Retrieve every line of the data holding the word "below".

Excerpts from a dataset:
━━━

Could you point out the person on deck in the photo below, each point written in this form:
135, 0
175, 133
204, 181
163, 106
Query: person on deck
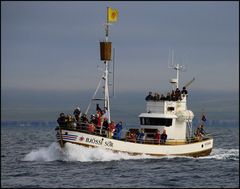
184, 91
118, 130
91, 128
157, 137
200, 132
77, 114
111, 128
141, 136
163, 137
149, 96
62, 120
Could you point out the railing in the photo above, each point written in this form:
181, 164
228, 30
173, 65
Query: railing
101, 131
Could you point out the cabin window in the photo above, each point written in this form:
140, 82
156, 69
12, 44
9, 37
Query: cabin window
156, 121
170, 109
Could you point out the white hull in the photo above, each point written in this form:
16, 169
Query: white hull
195, 149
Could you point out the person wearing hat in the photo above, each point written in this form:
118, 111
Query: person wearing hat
77, 114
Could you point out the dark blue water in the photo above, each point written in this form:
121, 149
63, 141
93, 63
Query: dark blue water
31, 158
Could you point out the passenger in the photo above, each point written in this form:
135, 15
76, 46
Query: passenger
173, 96
163, 137
184, 91
98, 109
132, 136
168, 96
62, 120
141, 136
93, 119
157, 137
84, 122
77, 114
202, 131
105, 126
106, 113
156, 97
199, 134
84, 118
178, 94
118, 130
149, 96
162, 97
91, 128
111, 128
99, 122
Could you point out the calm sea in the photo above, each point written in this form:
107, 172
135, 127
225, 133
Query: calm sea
31, 158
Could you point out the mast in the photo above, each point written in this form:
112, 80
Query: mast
106, 56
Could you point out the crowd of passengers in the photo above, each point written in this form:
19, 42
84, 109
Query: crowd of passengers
99, 124
174, 95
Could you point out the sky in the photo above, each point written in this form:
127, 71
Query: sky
53, 48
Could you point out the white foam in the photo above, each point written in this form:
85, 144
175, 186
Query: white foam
73, 152
221, 153
51, 153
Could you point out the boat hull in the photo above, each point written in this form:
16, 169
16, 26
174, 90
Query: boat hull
195, 149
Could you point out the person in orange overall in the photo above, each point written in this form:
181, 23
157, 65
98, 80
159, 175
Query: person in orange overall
157, 137
99, 122
111, 128
91, 128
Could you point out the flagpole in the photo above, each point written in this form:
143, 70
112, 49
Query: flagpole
106, 90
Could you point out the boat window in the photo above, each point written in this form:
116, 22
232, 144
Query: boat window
156, 121
170, 109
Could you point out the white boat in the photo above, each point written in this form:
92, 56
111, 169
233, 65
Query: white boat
169, 115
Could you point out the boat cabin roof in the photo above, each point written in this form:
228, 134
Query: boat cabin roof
157, 115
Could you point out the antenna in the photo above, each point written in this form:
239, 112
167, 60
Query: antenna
113, 71
177, 67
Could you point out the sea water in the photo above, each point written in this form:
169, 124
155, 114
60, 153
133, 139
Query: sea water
31, 158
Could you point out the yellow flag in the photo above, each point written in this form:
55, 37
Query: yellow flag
112, 15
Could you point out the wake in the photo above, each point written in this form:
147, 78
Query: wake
73, 152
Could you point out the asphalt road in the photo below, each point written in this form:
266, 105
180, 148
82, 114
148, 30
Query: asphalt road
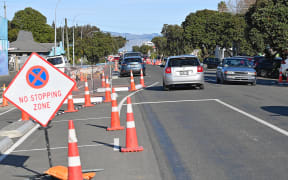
232, 131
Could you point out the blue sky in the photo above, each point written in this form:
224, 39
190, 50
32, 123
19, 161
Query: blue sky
129, 16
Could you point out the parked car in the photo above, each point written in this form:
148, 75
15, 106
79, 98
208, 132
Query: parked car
268, 67
183, 70
284, 67
235, 69
133, 63
211, 62
60, 62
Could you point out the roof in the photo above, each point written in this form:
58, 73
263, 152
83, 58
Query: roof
25, 43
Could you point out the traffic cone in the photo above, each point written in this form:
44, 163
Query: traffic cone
25, 116
107, 91
142, 79
115, 120
116, 66
87, 96
4, 100
132, 83
74, 163
131, 135
103, 80
70, 104
280, 77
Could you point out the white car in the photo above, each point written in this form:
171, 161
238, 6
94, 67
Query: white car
284, 67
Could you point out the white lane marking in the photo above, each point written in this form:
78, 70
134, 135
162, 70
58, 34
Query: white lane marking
131, 94
116, 144
87, 119
159, 102
19, 142
282, 131
7, 111
56, 148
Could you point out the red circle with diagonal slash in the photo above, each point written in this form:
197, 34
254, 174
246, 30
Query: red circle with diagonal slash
37, 77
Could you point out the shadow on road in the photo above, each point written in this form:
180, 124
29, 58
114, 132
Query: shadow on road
277, 110
18, 162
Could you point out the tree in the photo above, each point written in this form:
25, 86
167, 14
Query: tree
268, 26
222, 7
31, 20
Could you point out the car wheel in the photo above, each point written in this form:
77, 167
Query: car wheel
165, 87
201, 86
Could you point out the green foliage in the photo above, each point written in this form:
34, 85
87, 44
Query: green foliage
268, 25
33, 21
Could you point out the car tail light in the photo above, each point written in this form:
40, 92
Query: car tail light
168, 70
199, 69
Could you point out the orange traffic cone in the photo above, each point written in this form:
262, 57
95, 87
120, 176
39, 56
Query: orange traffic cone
132, 83
107, 91
115, 120
25, 116
142, 79
74, 163
87, 96
4, 100
280, 77
131, 135
103, 80
70, 104
116, 66
81, 77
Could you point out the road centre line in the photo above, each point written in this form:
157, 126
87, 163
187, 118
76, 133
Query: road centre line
8, 111
261, 121
87, 119
131, 94
56, 148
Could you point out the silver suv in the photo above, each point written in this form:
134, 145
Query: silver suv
183, 70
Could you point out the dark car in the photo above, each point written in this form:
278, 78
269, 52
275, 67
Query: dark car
268, 67
211, 62
133, 63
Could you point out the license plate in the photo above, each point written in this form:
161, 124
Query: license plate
183, 72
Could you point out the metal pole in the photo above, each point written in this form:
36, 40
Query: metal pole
73, 47
48, 147
55, 28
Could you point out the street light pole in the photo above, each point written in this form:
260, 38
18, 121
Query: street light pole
55, 28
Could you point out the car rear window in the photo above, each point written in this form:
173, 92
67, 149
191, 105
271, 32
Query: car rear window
55, 61
133, 60
179, 62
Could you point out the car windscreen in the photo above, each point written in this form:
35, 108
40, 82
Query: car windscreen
133, 60
236, 63
179, 62
55, 61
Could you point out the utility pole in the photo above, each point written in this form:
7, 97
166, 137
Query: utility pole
67, 40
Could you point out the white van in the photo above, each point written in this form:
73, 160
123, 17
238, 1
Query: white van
59, 61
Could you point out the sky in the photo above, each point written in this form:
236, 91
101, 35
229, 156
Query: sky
123, 16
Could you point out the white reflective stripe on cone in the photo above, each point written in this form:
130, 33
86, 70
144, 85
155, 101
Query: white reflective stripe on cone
130, 124
129, 108
72, 136
114, 109
74, 161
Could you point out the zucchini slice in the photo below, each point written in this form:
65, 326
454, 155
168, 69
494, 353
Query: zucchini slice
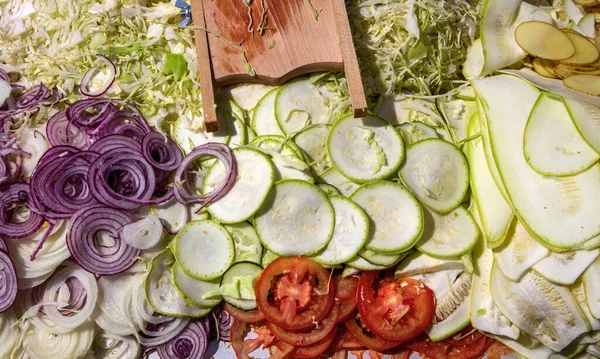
551, 144
204, 249
519, 252
365, 149
448, 235
395, 216
350, 232
562, 212
296, 219
437, 173
255, 177
494, 212
544, 310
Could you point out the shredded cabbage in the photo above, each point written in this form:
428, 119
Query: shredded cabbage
55, 42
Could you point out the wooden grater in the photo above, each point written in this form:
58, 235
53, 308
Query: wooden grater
293, 43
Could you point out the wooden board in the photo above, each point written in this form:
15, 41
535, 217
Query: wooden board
294, 43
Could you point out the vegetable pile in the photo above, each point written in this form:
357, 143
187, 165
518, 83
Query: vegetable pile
442, 224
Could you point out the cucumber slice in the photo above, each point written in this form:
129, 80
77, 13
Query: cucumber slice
263, 117
551, 143
247, 244
493, 210
237, 285
267, 258
328, 189
204, 249
360, 263
335, 178
452, 311
591, 278
519, 252
255, 177
565, 268
416, 131
312, 140
161, 293
365, 149
586, 117
296, 219
350, 232
437, 173
381, 259
420, 263
545, 311
395, 216
197, 292
485, 314
562, 212
448, 235
298, 104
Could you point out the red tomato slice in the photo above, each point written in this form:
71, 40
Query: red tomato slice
344, 340
396, 310
366, 337
316, 349
345, 288
246, 316
347, 310
294, 292
306, 338
242, 346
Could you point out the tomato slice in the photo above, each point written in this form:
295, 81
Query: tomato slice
397, 310
316, 349
347, 310
246, 316
294, 292
473, 347
366, 337
345, 288
306, 338
344, 340
242, 346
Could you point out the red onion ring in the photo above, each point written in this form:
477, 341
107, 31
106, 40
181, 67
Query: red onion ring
190, 343
122, 179
60, 132
127, 122
13, 195
161, 152
87, 78
82, 240
8, 282
184, 192
101, 110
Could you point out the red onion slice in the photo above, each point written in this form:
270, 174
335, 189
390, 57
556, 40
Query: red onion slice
91, 227
185, 193
60, 132
191, 343
161, 152
13, 225
84, 86
8, 282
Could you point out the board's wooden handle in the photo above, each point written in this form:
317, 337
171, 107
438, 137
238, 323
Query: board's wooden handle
206, 77
351, 69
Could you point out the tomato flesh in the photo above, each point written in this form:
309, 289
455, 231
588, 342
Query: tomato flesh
396, 310
246, 316
294, 293
306, 338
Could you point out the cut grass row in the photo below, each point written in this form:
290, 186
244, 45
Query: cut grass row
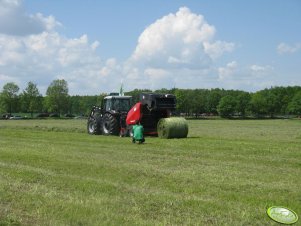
224, 173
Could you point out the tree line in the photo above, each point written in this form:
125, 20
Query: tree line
190, 102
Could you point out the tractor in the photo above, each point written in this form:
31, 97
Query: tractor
117, 115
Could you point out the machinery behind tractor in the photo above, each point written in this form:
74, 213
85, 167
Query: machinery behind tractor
116, 115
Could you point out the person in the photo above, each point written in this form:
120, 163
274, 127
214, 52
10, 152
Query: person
138, 133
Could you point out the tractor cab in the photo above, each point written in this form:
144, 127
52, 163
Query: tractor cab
116, 104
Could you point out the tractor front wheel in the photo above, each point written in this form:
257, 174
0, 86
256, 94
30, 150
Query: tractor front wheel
93, 126
109, 125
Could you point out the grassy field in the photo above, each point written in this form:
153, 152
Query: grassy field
227, 172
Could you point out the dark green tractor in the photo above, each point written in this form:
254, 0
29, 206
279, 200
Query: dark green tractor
110, 117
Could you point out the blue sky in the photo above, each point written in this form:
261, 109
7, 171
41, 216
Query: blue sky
97, 45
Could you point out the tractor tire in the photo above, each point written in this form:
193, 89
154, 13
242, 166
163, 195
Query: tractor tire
109, 125
93, 126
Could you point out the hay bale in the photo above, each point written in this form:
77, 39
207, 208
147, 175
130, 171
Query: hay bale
172, 128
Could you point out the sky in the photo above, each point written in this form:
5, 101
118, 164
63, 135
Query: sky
98, 45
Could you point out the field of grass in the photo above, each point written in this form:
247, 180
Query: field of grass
227, 172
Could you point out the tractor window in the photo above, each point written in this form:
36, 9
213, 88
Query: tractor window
108, 105
121, 105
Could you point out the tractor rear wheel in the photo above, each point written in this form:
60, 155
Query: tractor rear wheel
109, 125
93, 126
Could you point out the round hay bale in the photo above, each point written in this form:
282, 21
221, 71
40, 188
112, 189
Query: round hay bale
172, 128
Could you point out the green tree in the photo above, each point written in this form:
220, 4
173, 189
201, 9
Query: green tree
9, 97
212, 100
294, 107
31, 99
57, 96
242, 103
227, 106
258, 104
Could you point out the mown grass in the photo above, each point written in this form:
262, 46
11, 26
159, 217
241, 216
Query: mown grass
225, 173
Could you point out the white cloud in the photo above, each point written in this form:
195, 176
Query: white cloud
15, 21
283, 48
228, 71
180, 40
177, 50
259, 70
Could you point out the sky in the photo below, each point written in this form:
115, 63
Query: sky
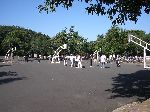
24, 13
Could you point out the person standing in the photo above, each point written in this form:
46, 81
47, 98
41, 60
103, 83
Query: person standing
103, 61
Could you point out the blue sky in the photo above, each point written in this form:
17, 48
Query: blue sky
25, 14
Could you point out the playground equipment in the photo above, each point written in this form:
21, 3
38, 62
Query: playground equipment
55, 58
145, 45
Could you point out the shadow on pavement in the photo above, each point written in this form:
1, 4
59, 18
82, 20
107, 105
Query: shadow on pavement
8, 77
4, 65
131, 85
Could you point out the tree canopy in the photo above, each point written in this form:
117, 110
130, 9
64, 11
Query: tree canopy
118, 11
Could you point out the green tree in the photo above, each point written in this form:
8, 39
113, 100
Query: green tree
118, 11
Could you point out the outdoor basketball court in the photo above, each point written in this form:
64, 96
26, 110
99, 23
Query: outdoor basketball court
46, 87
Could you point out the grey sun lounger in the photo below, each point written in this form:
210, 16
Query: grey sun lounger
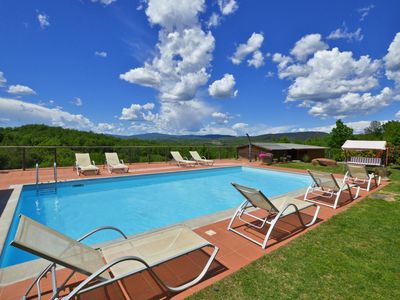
201, 160
276, 209
359, 174
114, 163
84, 164
182, 161
106, 265
325, 185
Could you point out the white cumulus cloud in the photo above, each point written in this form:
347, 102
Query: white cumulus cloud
214, 20
335, 84
101, 54
137, 112
20, 90
179, 69
364, 11
257, 60
344, 33
223, 88
221, 118
174, 14
3, 80
307, 45
105, 2
20, 113
227, 7
392, 60
43, 20
252, 45
77, 101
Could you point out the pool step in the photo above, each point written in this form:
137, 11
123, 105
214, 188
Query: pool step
46, 188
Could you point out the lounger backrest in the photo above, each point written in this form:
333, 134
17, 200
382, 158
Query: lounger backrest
357, 171
49, 244
176, 155
256, 198
112, 158
195, 155
325, 181
83, 159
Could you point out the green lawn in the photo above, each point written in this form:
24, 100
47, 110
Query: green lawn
354, 255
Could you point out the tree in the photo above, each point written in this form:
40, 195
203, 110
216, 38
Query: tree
391, 132
340, 134
374, 128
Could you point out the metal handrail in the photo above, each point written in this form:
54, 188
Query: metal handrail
55, 175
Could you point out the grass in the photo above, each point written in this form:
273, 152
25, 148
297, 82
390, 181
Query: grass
354, 255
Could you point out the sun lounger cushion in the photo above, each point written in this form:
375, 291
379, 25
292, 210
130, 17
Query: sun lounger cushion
154, 248
46, 242
282, 201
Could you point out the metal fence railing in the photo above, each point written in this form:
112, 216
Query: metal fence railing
23, 157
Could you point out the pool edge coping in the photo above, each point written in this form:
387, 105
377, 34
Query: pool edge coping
27, 270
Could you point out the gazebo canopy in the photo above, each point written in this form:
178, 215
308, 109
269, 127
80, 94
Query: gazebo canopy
364, 145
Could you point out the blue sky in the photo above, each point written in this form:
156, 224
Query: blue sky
181, 67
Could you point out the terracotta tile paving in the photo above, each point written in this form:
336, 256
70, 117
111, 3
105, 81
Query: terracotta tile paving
235, 251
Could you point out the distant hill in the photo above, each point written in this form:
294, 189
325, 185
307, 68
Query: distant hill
292, 136
169, 137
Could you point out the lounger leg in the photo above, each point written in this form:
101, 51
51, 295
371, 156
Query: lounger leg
237, 212
314, 217
80, 288
369, 183
271, 227
308, 190
337, 198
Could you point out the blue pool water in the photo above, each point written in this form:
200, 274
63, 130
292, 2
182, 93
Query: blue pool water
139, 203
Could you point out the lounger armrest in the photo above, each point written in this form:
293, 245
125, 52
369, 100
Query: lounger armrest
100, 229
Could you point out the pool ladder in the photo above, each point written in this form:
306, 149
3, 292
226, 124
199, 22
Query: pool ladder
48, 186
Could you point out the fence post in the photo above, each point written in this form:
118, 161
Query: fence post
23, 159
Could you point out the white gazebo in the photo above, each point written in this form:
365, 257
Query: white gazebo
355, 145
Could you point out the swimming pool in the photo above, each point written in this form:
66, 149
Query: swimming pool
139, 203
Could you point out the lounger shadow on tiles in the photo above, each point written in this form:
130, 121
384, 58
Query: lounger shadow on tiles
276, 209
325, 185
182, 161
114, 163
83, 164
106, 265
201, 160
358, 174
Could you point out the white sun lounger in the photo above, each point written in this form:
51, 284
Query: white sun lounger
182, 161
359, 174
84, 164
107, 264
201, 160
276, 209
325, 185
113, 163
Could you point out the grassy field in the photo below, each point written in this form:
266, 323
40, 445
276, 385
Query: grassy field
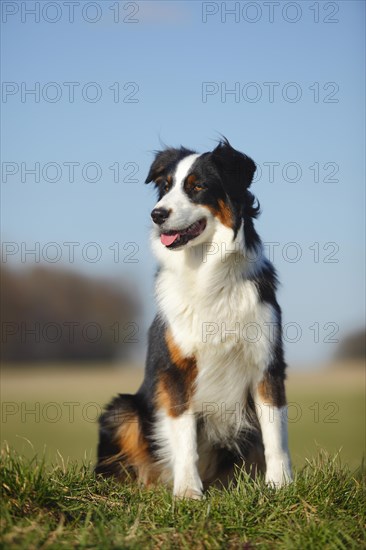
52, 500
66, 507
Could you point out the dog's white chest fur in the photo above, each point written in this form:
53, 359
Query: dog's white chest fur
215, 314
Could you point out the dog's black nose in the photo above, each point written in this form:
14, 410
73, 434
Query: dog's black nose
159, 215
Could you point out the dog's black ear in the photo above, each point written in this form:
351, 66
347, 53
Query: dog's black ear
236, 169
165, 160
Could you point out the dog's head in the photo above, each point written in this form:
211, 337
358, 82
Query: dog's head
199, 192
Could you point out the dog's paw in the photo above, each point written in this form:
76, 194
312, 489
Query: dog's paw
188, 487
195, 494
278, 473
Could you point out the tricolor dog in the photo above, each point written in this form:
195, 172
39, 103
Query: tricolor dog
213, 396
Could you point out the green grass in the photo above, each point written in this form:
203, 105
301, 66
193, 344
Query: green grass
65, 506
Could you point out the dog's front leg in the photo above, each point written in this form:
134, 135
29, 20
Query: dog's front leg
180, 438
271, 409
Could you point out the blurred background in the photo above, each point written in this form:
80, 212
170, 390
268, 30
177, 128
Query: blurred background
89, 91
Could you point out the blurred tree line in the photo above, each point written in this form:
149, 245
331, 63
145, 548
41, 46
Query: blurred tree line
56, 315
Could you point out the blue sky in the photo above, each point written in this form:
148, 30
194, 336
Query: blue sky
164, 62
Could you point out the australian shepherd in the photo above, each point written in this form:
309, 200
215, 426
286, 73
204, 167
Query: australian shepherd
213, 396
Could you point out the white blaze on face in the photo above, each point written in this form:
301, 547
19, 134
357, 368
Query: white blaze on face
182, 211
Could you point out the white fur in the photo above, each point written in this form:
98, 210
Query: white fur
273, 422
214, 313
177, 438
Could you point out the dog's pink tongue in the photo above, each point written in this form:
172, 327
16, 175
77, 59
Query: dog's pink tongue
167, 240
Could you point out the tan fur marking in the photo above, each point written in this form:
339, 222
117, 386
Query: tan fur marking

━━━

» **Answer for this exercise**:
Could you point out the person on deck in the photo below, each point written in this form:
Could you point out the asphalt road in the photo below, each point written in this form:
Could you point out the zucchini slice in the photo below, each point written in this form:
Could you point out the cut grass row in the photo below, each point written in this form:
Could you point out the sky in the photo below, each point written in this form:
Could you point out the grey sun lounger in the photo below, each point written in this form:
Could you point out the grassy field in the photo below, each point written in this form:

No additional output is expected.